TASK DATA Start Marker

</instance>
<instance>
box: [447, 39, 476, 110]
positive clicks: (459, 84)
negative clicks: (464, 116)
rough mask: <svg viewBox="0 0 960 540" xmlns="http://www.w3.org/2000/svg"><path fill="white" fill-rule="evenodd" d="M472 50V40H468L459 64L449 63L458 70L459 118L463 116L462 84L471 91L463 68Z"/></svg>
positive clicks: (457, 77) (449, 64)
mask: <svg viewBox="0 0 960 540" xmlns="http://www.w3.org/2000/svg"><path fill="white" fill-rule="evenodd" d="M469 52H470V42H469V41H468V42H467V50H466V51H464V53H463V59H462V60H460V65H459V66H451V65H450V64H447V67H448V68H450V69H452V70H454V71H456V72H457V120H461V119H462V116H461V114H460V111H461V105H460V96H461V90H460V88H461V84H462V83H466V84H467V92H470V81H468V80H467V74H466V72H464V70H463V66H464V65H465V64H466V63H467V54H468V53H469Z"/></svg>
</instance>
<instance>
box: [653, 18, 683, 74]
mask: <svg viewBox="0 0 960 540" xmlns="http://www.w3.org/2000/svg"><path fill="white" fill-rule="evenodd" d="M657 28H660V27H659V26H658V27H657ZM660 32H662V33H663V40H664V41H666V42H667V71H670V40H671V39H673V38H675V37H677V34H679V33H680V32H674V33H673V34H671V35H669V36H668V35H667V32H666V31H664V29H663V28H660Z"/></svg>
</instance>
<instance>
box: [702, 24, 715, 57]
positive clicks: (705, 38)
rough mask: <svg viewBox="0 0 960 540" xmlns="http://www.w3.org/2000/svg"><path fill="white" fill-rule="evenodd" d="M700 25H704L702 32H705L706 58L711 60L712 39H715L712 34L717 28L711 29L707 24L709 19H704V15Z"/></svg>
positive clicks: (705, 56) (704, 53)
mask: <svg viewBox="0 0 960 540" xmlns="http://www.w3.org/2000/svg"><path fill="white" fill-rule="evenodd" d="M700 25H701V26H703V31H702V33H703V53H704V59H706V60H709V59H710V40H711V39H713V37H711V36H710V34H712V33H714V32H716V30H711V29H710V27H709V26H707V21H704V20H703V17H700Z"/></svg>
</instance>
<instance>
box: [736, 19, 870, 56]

TASK DATA End Marker

Beginning with the line above that contains "positive clicks: (459, 84)", copy each line exactly up to and including the line that contains "50V40H468L459 64L449 63L458", and go no further.

positive clicks: (459, 84)
negative clicks: (464, 116)
rough mask: <svg viewBox="0 0 960 540" xmlns="http://www.w3.org/2000/svg"><path fill="white" fill-rule="evenodd" d="M472 50V40H468L459 64L449 63L458 70L459 118L463 116L462 84L471 91L463 68Z"/></svg>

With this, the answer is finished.